SELECTED PASSAGE:
**********

Friends and Raiders: The Social Aspect of Warcraft

social-network

Someone once said “Hey it’s no big deal, it’s just a game right?”. As a kid, those games of jacks or playing war were always competitive but the statement held true. At the end of the day it was just a game and you could walk away and go back to being friends with your nemesis of twenty minutes prior. The games we play evolved over time and became not only part of daily life for a lot of people, but a part of culture for us. Take a look at the Nintendo Entertainment System, even if you never owned one you know about it. Products bearing it’s symbol are still present.

Fast forward to the discovery of the MMORPG. I played Ultima Online for a good long while as a teen, and then moved away for other endeavors (see trying to be a rock-star). I came back to the MMO scene with City of Heroes and of course World of Warcraft. What stands out about these games is not just the amazing content they can provide and the hours(years) of enjoyment they bring you, but you get to talk and do things with friends and other people. Working towards a common goal whether it is downing a boss or capturing the opposing factions flag still feels great at the end of the night no matter what if you can do it with your friends. It’s that aspect of the game more then anything else that draws me into Warcraft.

Warcraft is a rare  and unique snowflake. Not only has it set the bar unbelievably high for game content and playability,but the community that has sprung up around it has gone beyond the normal social aspects of any other MMO. There is a feeling of comradeship and competition that spans millions upon millions of people. The first time the true scope of the community hit me was when I read the story of Ezra Chatterton, otherwise known as EPhoenix. He passed away October of 2008, but before that touched so many of our hearts with his visit to Blizzard’s HQ as part of a make a wish deal. Hunter season 2 crossbow? That was his idea. It was also a wonderful way for the company to give back to a kid who found true joy playing their game with his father. When his ailment was reported, the outcry and comments from thousands upon thousands of people wishing him well, making characters on his server just to say hi and see how he was doing and even digging in their own pockets to donate funds was overwhelming. It was one of the largest showings of concern and care I’d seen in a long long while. When he passed millions of players mourned together. We has lost one of us, and we grieved as one. That was just one life, one player, one character.

Think back on your own travels through WoW. Have you ever had a friend you made in game that turned out to have a large impact on your life? Did you meet your potential love in real life while running an instance? Do you find yourself making friends in game and then moving those relationships outside of the game? I’m guessing more then a few of you do. I know I do. Lets look at some of the social parts of the game.

Guild

The guild is the family unit of the game. You play together,craft together, and more often then not raid together. You share your victories and your defeats with them. You spend the majority of your time in a guild. Think about it, You spend your time with these people like a family or coworkers, and over time you develop strong bonds with some of them. Take a moment and look back on it. I’m sure you can think of a few people who you met through your guild that you considered a close friend or confidant. Like families your guild will also interact with other guilds on your server who are of a like minded direction. They tend to flock together. Top end raiding guilds all know each other, the “brass” so to speak knows each other and interact on a regular basis much like families in the same neighborhood would. I’m sure you know more then a few people from other guilds around the same tier as yours pretty well. Your guild also more then likely has some form of website or forum that lets you keep in touch, even with those who leave the game.

**********

(Named-object pointing records)
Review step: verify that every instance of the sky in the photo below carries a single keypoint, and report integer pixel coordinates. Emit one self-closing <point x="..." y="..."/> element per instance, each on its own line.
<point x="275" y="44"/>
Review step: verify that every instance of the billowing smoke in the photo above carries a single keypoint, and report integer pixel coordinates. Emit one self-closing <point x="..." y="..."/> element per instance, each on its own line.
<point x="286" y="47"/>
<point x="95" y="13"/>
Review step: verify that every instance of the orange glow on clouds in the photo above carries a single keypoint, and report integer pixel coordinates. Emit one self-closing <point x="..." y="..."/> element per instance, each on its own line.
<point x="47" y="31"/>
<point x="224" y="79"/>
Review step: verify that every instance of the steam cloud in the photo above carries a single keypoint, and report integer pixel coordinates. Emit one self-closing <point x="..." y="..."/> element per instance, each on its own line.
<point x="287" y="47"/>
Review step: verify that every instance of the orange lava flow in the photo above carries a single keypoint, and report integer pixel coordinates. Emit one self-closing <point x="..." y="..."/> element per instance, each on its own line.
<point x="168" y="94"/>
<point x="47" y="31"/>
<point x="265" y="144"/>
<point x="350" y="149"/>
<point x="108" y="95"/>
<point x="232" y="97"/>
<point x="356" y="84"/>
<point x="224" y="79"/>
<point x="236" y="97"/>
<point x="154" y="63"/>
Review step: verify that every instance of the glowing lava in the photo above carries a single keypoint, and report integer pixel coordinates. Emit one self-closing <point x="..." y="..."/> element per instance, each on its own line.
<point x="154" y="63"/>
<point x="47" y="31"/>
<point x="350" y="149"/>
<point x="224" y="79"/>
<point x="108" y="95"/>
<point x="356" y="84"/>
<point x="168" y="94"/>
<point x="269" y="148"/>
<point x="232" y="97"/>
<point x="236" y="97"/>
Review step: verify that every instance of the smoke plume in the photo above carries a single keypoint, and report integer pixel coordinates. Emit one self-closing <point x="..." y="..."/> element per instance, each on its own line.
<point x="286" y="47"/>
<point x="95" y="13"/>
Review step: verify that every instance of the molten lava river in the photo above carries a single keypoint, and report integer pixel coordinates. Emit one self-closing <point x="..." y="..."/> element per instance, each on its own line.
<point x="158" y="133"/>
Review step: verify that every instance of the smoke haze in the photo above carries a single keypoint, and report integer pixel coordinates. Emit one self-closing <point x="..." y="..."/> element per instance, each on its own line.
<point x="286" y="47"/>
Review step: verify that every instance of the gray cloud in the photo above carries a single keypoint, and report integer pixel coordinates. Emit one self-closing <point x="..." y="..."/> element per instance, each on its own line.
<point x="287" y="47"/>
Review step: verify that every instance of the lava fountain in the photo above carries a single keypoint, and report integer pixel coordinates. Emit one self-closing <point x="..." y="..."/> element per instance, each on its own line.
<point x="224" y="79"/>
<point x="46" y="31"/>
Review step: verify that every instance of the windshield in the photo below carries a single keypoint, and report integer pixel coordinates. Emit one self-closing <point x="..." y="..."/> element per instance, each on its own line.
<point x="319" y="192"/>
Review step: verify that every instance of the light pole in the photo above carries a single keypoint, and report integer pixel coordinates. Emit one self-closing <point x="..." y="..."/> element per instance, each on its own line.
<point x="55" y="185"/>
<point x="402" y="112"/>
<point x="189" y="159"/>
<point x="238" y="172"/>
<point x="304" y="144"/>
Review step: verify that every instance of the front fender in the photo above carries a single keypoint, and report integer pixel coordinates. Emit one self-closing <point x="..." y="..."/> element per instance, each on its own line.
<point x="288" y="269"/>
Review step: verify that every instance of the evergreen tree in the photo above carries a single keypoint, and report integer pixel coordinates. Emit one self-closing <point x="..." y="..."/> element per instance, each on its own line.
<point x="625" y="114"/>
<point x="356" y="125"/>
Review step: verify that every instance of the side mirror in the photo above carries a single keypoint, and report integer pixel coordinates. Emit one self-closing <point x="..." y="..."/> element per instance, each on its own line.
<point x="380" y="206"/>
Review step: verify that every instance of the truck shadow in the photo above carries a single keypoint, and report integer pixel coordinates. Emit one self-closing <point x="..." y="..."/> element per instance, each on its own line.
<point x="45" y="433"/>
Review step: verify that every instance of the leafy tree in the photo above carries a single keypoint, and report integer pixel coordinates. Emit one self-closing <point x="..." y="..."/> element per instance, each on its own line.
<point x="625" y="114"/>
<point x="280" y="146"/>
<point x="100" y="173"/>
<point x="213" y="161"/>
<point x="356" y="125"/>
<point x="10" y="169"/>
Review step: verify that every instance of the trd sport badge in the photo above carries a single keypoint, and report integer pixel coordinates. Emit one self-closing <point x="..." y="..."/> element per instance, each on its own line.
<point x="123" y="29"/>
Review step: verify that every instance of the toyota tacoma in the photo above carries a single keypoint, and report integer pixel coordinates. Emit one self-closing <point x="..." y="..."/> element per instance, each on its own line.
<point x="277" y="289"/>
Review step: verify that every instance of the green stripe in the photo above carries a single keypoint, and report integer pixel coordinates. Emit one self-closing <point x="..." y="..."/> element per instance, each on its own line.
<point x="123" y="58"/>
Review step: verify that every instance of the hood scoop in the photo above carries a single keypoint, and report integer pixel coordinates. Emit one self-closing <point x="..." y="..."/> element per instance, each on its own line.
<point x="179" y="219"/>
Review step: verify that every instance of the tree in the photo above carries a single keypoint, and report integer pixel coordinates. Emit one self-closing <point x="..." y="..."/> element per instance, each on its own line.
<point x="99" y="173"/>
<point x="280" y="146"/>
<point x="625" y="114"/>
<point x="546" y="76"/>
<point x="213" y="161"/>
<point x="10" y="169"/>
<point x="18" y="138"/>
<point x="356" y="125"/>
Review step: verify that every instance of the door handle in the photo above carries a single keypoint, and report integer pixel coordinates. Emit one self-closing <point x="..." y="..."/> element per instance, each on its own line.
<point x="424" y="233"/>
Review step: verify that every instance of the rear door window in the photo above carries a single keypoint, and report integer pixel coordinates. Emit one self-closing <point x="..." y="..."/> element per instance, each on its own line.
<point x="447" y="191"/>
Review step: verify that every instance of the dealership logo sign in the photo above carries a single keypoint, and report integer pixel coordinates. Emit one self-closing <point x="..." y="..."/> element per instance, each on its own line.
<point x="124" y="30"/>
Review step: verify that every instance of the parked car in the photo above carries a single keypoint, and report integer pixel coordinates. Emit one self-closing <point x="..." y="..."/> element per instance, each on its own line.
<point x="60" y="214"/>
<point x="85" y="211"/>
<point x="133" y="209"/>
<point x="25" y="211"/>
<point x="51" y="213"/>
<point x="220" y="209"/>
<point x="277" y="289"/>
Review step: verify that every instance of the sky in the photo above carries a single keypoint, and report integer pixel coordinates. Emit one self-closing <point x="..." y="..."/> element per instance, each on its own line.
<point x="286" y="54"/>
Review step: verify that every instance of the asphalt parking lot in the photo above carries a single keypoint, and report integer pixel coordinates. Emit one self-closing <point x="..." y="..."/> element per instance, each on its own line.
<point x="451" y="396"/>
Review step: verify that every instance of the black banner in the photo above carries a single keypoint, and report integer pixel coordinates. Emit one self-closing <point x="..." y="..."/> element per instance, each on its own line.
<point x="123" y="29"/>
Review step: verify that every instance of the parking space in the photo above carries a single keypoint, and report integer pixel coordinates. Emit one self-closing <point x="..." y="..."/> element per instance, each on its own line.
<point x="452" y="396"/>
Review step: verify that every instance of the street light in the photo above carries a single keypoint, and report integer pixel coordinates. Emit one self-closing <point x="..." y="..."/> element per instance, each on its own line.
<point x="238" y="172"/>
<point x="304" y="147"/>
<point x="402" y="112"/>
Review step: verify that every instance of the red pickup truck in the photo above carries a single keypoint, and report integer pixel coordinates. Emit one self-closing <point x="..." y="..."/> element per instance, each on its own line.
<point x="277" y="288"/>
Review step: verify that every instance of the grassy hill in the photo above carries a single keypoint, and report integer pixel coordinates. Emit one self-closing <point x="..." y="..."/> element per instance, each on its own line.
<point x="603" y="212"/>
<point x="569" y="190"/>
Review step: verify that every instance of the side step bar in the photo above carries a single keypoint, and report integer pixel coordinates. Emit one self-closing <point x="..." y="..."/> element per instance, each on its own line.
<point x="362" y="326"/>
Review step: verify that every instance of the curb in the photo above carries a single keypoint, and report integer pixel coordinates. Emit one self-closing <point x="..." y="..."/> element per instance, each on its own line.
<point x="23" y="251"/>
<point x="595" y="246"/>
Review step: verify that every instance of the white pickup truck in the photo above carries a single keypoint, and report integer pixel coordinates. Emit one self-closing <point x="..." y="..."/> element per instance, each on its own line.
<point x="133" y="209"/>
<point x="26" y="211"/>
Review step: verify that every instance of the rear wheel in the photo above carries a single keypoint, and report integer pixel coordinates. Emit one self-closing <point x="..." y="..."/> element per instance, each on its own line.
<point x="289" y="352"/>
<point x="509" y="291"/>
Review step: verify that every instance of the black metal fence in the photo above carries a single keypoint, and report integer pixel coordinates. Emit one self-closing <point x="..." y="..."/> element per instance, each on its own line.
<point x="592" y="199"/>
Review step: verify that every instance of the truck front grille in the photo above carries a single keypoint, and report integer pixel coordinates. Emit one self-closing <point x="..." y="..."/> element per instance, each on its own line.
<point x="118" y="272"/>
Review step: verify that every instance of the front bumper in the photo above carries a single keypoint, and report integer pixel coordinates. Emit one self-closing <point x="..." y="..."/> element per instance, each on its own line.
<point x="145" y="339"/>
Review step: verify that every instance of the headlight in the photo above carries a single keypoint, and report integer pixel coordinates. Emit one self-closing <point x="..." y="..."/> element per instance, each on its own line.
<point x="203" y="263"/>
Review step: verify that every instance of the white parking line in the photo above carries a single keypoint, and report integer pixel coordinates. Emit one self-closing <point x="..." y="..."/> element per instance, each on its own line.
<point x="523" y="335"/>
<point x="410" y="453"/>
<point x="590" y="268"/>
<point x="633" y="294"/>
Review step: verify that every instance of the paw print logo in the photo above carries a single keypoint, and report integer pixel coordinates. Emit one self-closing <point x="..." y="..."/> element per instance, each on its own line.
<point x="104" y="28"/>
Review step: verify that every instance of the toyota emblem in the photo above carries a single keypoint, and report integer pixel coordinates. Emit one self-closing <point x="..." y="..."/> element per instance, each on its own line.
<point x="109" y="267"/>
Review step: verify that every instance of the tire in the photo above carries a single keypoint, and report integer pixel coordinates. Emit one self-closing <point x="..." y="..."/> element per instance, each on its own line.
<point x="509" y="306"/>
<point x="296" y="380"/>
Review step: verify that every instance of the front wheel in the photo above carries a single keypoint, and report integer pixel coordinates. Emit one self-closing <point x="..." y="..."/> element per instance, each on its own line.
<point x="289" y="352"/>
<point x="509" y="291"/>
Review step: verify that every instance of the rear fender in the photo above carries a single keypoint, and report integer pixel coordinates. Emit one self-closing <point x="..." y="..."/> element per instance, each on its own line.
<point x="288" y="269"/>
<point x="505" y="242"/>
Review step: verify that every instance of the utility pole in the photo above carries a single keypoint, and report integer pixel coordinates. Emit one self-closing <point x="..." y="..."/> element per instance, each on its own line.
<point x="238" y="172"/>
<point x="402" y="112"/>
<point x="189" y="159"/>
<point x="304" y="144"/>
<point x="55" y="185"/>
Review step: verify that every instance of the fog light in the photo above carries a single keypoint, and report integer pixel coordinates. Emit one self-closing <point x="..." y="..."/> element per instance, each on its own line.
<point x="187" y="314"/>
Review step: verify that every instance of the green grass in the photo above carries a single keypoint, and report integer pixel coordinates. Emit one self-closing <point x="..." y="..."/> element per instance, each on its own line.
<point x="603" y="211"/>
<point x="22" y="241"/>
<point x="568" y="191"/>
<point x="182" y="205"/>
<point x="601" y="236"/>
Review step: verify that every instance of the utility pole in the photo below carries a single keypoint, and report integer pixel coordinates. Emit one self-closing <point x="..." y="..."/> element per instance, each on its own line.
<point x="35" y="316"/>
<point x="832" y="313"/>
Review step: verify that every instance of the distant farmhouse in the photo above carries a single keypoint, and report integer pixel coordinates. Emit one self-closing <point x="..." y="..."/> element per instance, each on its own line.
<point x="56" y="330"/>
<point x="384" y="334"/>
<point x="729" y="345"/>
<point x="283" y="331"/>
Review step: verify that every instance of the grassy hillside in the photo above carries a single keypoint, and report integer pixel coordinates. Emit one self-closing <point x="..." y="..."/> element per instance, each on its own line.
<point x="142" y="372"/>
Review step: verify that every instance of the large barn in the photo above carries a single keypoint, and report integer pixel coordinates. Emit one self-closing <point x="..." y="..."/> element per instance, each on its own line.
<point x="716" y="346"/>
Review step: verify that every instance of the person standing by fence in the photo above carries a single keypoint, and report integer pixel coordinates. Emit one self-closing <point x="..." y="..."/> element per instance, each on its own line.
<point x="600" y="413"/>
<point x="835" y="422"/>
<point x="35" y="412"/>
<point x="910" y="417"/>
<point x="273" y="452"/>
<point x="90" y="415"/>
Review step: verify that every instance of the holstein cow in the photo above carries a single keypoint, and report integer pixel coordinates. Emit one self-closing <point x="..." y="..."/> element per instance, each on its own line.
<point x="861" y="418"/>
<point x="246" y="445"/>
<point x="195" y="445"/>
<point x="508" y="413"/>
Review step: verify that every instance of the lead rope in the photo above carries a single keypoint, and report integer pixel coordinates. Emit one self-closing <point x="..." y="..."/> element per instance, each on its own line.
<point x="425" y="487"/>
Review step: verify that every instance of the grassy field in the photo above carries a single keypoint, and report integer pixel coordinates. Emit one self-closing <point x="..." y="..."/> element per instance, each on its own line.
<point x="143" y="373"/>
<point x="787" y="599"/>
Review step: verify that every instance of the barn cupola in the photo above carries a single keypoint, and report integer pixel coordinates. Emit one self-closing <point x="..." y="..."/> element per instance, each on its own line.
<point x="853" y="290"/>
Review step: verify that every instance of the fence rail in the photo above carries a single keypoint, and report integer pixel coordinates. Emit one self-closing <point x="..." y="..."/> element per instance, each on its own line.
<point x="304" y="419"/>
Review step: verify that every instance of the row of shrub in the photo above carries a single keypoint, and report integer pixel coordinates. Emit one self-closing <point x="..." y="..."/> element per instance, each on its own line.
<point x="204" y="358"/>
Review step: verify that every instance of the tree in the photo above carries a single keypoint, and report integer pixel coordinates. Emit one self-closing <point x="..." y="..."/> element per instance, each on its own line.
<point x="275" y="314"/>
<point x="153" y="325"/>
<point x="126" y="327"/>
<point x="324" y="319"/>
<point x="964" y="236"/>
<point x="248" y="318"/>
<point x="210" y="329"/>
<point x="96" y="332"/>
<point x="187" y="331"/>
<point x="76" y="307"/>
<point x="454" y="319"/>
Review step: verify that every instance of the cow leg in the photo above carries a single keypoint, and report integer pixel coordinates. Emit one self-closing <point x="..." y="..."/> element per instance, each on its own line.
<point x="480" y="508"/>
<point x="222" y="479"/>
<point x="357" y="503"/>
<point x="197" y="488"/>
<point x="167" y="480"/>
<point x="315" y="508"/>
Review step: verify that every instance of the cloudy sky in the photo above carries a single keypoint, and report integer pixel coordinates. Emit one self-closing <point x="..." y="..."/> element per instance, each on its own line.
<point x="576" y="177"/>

**********

Reproduce the part of the Warcraft post that begins at the words "Someone once said" and stops after "are still present.". The listing has nothing to do with the Warcraft post.

Someone once said “Hey it’s no big deal, it’s just a game right?”. As a kid, those games of jacks or playing war were always competitive but the statement held true. At the end of the day it was just a game and you could walk away and go back to being friends with your nemesis of twenty minutes prior. The games we play evolved over time and became not only part of daily life for a lot of people, but a part of culture for us. Take a look at the Nintendo Entertainment System, even if you never owned one you know about it. Products bearing it’s symbol are still present.